**The exercise**
Convert the lines from the one containing "Trace the outline of every instance of the dog's" through the one containing "178], [179, 163]]", both included, into a JSON array of strings with one string per line and blank lines omitted.

**Data**
[Begin]

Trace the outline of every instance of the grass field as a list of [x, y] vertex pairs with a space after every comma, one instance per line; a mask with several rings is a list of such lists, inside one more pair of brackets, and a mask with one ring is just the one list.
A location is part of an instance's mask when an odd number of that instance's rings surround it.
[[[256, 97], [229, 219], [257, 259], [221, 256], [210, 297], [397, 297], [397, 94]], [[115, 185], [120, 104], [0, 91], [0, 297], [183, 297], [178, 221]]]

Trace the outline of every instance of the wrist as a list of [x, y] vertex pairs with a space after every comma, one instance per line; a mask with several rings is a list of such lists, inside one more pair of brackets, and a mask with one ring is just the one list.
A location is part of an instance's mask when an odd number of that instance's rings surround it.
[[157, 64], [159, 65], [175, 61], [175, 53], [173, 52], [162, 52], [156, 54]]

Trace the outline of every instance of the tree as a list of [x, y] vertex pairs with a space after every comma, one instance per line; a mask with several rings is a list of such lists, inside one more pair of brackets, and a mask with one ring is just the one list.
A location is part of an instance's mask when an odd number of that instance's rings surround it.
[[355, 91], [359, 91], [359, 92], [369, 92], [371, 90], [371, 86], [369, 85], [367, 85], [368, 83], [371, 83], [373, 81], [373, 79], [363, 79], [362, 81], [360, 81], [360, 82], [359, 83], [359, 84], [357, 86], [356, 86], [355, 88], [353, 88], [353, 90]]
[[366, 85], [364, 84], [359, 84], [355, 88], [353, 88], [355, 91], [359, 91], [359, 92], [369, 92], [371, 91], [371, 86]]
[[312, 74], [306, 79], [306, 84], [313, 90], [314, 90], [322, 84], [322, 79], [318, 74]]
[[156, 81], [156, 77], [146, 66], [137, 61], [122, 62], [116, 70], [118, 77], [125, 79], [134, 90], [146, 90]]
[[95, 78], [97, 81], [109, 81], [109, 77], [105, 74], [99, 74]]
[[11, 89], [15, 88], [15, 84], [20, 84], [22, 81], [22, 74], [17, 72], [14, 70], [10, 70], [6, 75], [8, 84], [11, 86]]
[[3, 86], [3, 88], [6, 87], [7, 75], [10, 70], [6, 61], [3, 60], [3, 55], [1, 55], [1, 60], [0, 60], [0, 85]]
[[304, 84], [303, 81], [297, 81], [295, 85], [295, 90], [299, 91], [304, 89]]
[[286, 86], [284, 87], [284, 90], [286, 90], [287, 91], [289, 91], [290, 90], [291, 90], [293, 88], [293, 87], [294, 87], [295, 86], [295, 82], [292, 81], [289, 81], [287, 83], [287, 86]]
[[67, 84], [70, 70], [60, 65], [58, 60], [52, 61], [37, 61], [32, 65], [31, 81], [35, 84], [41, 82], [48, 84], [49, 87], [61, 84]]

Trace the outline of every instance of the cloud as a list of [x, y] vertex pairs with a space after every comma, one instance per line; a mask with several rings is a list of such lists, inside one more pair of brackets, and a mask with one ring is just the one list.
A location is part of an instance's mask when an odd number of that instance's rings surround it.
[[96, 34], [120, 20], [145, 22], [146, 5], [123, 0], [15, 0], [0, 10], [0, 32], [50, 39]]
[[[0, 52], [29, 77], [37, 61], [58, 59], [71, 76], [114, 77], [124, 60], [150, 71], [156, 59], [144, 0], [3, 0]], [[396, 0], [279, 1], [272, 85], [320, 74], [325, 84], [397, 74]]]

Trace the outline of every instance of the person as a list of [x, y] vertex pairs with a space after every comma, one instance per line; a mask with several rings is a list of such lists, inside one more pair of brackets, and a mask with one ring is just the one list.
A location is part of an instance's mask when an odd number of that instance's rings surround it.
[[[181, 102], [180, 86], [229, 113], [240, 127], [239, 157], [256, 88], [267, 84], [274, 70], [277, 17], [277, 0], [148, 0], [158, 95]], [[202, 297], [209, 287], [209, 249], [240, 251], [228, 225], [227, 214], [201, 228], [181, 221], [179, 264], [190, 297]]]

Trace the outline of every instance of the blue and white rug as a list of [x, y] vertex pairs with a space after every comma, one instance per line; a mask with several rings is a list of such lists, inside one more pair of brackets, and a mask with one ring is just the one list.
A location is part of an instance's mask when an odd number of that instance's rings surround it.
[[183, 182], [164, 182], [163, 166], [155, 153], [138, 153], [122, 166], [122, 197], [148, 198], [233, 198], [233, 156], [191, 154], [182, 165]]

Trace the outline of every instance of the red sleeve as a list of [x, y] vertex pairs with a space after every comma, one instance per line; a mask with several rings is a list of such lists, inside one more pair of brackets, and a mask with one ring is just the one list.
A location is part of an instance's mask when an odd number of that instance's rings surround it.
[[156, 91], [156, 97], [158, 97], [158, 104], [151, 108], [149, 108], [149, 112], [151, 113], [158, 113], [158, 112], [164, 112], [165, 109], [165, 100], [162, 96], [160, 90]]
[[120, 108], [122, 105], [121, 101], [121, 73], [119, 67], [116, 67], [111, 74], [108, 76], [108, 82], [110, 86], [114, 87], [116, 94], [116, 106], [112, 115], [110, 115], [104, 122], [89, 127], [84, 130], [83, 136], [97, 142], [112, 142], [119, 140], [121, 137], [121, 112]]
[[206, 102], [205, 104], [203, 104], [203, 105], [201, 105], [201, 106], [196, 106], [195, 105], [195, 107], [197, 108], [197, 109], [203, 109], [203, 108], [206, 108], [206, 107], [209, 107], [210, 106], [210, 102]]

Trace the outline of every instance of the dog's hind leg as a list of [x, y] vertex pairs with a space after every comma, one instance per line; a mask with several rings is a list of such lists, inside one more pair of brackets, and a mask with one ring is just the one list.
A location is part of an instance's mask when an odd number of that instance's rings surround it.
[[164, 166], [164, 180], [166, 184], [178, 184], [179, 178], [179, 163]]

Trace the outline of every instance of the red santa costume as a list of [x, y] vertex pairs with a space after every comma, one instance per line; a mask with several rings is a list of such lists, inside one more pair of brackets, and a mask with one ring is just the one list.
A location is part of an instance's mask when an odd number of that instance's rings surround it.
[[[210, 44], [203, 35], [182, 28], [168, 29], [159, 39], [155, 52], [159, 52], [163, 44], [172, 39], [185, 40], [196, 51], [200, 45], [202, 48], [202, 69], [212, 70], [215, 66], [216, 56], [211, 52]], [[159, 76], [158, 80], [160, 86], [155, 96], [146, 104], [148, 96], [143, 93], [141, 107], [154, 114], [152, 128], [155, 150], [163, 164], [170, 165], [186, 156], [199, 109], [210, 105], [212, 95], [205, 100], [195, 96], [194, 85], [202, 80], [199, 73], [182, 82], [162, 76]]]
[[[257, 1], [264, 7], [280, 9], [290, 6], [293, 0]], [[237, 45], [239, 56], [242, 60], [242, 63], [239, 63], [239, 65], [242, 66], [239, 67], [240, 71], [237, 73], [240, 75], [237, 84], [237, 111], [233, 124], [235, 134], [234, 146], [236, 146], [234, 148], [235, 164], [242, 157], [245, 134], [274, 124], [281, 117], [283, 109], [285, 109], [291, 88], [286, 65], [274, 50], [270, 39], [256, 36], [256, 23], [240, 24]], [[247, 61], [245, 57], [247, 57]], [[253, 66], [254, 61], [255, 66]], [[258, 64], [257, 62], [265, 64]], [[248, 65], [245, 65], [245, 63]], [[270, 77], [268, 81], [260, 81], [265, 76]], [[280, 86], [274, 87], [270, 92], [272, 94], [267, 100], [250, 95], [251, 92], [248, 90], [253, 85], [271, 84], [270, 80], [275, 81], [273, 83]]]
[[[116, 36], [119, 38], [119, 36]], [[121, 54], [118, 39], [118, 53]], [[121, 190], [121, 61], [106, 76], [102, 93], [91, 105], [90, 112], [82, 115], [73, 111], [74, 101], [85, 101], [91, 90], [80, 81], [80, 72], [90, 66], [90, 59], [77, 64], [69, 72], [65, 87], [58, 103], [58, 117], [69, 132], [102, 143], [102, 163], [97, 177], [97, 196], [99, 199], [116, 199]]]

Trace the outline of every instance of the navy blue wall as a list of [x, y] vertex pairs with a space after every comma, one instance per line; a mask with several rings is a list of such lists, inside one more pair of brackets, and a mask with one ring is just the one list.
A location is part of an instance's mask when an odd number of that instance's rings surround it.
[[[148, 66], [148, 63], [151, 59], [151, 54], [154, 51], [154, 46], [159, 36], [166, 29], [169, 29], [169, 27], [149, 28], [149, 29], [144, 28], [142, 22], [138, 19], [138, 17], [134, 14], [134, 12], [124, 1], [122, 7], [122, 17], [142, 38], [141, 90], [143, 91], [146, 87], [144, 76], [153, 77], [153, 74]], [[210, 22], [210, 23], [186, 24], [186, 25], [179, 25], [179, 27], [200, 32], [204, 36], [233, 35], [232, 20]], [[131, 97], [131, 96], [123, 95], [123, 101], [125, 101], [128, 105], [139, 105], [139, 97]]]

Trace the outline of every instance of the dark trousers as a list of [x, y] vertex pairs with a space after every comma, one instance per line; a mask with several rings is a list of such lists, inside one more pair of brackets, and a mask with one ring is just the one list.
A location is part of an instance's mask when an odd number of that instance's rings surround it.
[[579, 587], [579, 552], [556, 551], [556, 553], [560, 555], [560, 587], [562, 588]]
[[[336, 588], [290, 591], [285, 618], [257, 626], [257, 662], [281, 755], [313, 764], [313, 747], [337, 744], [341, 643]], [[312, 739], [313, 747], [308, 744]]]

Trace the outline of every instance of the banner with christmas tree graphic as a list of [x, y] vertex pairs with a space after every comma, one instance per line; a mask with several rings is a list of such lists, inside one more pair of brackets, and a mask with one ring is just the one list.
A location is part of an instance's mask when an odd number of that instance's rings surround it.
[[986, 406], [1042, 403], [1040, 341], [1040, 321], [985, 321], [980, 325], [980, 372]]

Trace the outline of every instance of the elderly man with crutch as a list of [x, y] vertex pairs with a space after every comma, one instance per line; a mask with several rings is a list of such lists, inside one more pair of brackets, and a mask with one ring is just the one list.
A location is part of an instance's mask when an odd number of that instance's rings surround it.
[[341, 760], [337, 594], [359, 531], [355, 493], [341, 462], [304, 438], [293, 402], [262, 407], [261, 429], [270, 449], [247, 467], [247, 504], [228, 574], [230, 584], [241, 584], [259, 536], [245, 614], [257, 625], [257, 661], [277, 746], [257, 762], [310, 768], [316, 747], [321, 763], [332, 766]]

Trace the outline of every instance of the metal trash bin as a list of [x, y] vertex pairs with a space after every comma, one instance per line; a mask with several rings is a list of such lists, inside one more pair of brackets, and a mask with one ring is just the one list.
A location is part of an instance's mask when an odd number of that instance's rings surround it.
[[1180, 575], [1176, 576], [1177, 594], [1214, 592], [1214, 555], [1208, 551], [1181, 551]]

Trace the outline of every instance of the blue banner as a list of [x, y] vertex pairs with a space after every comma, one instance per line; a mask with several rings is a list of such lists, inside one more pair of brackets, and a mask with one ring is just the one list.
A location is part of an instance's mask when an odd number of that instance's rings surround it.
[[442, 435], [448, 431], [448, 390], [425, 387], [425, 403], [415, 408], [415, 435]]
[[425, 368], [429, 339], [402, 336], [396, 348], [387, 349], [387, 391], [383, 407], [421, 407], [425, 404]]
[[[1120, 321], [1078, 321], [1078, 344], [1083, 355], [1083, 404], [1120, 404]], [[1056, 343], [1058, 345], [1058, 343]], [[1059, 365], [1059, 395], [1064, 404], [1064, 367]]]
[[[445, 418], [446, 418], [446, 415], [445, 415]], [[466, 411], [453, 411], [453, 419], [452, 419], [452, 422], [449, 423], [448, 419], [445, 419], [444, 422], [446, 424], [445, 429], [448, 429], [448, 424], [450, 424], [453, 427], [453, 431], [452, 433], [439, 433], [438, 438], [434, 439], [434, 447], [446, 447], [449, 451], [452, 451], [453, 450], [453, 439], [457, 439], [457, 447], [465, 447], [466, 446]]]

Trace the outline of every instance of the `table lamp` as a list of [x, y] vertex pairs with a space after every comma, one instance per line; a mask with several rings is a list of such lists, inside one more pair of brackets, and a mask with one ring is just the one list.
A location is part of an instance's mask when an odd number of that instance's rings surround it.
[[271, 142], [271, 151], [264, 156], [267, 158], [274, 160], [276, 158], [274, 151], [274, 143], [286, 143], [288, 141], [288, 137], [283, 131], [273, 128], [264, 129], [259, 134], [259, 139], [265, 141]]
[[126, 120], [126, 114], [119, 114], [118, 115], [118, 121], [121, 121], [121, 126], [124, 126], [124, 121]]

[End]

**Solution to this task**
[
  "Trace the outline of every instance of the dog's hind leg as a list of [x, y] vertex pairs with a space after every comma, one instance per line; a mask with several rings is a list of such lists, inside one more pair of brackets, and a mask with one ring is just the one list.",
  "A location is part of an instance's mask when an odd number of that instance's rings surround it.",
  "[[164, 166], [164, 180], [166, 184], [178, 184], [179, 178], [179, 163]]"
]